:: Extrait cité

Selon lui, il a tenté de consulter des autochtones qui ne voulaient pas parler parce qu’ils ne comprenaient pas son mandat. « Le gouvernement m’a nommé sans les consulter, ils ont voulu consulter directement avec le gouvernement, alors ils se demandent pourquoi m’avoir choisi comme représentant. Pour eux, ce n’était pas nécessaire d’avoir un représentant spécial. Mon rôle a commencé au le Sud-Ouest de la Nouvelle-Écosse, mais mon mandat est spécifique aux titulaires des droits de pêche des autochtones dans toutes les provinces de l’Atlantique, non seulement en Nouvelle-Écosse, au Nouveau-Brunswick, à l’Île-du-Prince-Édouard et à Terre-Neuve-et-Labrador, mais aussi dans une partie de Gaspésie, selon les droits de pêche établis par la décision Marshall », a-t-il expliqué.

Selon l’arrêt Marshall de 1999, la Cour suprême du Canada a confirmé que les traités garantissaient le droit de pratiquer la chasse, la pêche et la cueillette à des fins de subsistance convenable en vertu des traités de paix et d’amitié de 1760 -1761. Il existe 35 communautés des Premières Nations autochtones dans les Maritimes et en Gaspésie qui sont concernées par l’arrêt Marshall.    

La Cour suprême n’a pas fourni une définition claire de ce qu’englobe la subsistance convenable, laissant plutôt aux parties le soin de déterminer le champ d’applications de ce droit, tout en reconnaissant que le gouvernement fédéral a le pouvoir de réglementer la pêche autochtone à des fins de subsistance convenable lorsque cela est justifié par des raisons de conservation ou autres, selon le rapport. Depuis bientôt 22 ans, cette réglementation n’a pas été établie.

Malgré le nombre d’initiatives prises depuis 1999, il semble y avoir un manque de progrès du côté de la mise en œuvre de l’arrêt Marshall, a précisé l’auteur du rapport. La Première Nation Sipekne’katik a lancé une pêche au homard dans la Baie Sainte-Marie en invoquant son droit de pêcher à des fins de subsistance convenable. Cette pêche a été menée en dehors de la saison réglementaire pour les titulaires de pêche commerciale du homard dans la zone concernée de pêche du homard (zone 34). Les pêcheurs de Sipekne’katik, avec leur chef Mike Sack, ont élaboré leurs propres plans de pêche auto-réglementée et ils ont délivré des permis et des étiquettes à sept membres de leur communauté le 17 septembre dernier.   

Les pêcheurs locaux du Sud-Ouest ont protesté contre cette pêche hors-saison en affrontant les pêcheurs autochtones venus d’aussi loin que 270 kilomètres. D’où la confrontation qui a eu lieu dans la région de Clare surtout à l’automne dernier, déclenchant une pêche de subsistance dans la région.

Selon ce qu’il a entendu, monsieur Surette a noté qu’il y a de nombreux processus et dossiers qui devront être abordés pour aller de l’avant de manière constructive relativement à la réconciliation avec les peuples autochtones et à leur droit de pêcher pour assurer une subsistance convenable. 

« Au cours de mes discussions, les autochtones et les non-autochtones ont tous soulevé l’importance que toutes les parties se respectent, selon Allister Surette. Tous les intervenants partagent les mêmes ressources physiques et naturelles. »

::::

== Objectif 1 ==
Énumérez les provinces de l'Atlantique nommées dans l'article sur l'arrêt Marshall.
== Objectif 2 ==
Reprenez l'article sur l'arrêt Marshall à la suite de sa dernière phrase et poursuivez-le sur quelques phrases.

:: Entrées de données

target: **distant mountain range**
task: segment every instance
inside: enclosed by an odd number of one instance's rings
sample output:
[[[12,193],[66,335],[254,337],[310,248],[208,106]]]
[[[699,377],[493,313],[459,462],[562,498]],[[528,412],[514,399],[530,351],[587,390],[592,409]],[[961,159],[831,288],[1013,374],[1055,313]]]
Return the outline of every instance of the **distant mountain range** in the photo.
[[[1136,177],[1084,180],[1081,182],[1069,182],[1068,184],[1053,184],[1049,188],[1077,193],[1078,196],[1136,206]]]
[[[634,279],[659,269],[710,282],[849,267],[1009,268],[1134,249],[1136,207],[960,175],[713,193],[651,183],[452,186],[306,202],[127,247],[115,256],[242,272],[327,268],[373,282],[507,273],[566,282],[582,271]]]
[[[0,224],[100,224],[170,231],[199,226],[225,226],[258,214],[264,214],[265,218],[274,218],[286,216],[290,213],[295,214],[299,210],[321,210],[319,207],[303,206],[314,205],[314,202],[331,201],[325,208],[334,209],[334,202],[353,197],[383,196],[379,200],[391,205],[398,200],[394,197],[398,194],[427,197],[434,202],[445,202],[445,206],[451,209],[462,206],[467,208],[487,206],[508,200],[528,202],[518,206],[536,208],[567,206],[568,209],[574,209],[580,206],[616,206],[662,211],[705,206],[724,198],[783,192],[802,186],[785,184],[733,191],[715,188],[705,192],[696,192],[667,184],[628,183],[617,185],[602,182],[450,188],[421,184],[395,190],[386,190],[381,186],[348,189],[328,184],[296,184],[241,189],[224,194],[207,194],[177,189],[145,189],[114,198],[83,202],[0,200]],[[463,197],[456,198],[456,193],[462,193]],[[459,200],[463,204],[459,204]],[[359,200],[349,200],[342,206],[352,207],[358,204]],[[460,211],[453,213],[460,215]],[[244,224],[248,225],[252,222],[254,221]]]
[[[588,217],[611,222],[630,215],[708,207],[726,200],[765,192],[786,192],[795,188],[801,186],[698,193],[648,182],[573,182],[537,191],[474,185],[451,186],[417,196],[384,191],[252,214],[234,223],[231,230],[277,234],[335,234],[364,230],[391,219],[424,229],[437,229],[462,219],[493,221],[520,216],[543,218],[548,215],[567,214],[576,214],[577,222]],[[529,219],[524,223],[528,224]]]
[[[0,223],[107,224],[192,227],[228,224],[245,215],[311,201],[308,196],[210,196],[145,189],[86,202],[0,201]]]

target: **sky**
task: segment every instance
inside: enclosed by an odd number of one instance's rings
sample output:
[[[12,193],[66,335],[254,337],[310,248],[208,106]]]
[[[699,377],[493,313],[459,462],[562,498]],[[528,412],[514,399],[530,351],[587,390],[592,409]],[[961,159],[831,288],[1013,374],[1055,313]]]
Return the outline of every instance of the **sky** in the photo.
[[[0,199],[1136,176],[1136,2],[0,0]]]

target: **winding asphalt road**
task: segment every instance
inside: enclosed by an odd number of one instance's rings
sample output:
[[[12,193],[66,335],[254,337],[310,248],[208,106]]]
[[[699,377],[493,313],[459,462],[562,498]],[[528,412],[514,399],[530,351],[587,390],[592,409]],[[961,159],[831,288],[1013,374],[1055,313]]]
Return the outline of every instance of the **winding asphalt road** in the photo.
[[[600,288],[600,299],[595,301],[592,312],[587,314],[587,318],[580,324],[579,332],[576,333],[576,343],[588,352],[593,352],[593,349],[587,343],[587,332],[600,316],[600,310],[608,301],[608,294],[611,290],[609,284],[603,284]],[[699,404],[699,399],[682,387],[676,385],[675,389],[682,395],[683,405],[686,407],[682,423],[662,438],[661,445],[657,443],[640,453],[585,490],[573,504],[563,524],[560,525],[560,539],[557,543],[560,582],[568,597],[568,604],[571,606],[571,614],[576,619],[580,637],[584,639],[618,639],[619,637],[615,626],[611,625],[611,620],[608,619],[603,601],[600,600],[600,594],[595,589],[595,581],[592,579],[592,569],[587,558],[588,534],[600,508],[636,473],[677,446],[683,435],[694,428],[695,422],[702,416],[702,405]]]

::::

== Réponse 1 ==
- Nouvelle-Écosse
- Nouveau-Brunswick
- Île-du-Prince-Édouard
- Terre-Neuve-et-Labrador

== Réponse 2 ==
Il a abordé les principaux enjeux, dont : 1) le manque de confiance et de respect, d’où la méfiance envers les directives du gouvernement fédéral, 2) les efforts d’établissement de relations qui doivent être une priorité, surtout le dialogue entre toutes les parties, 3) la complexité de la situation et la mise en œuvre des décisions des tribunaux concernant les droits issus des traités qui comportent de multiples facettes. Il faut trouver, selon les personnes interviewées, une façon ordonnée et éclairée de résoudre ce problème, 4) de meilleurs échanges et une communication de renseignements factuels, car ce n’est pas clair, et il y a des différentes façons d’interpréter les règlements de la décision Marshall qui ne sont pas spécifiques, 5) la transparence, le dialogue et la contribution, d’où la frustration, 6) les négociations concernant les ententes de réconciliation et de reconnaissance des droits de pêche. Toutes les parties ont exprimé leur frustration et remis en question ce processus et 7) l’application de la Loi, surtout en l’absence de directives claires de la part du gouvernement du Canada en matière du droit de pêcher à des fins de subsistance convenable. 

« Toutes les parties que j’ai interrogées reconnaissent l’importance de la pêche le homard, un moteur économique clé de nos collectivités côtières et des provinces de l’Atlantique, et qu’il ne serait dans l’intérêt de personne de mettre cette industrie en péril », selon le rapport. Il suggère de plus que les droits issus des traités, de l’histoire et de la culture des autochtones ainsi que le marché du homard soient abordés pour favoriser les dialogues positifs et bénéfiques.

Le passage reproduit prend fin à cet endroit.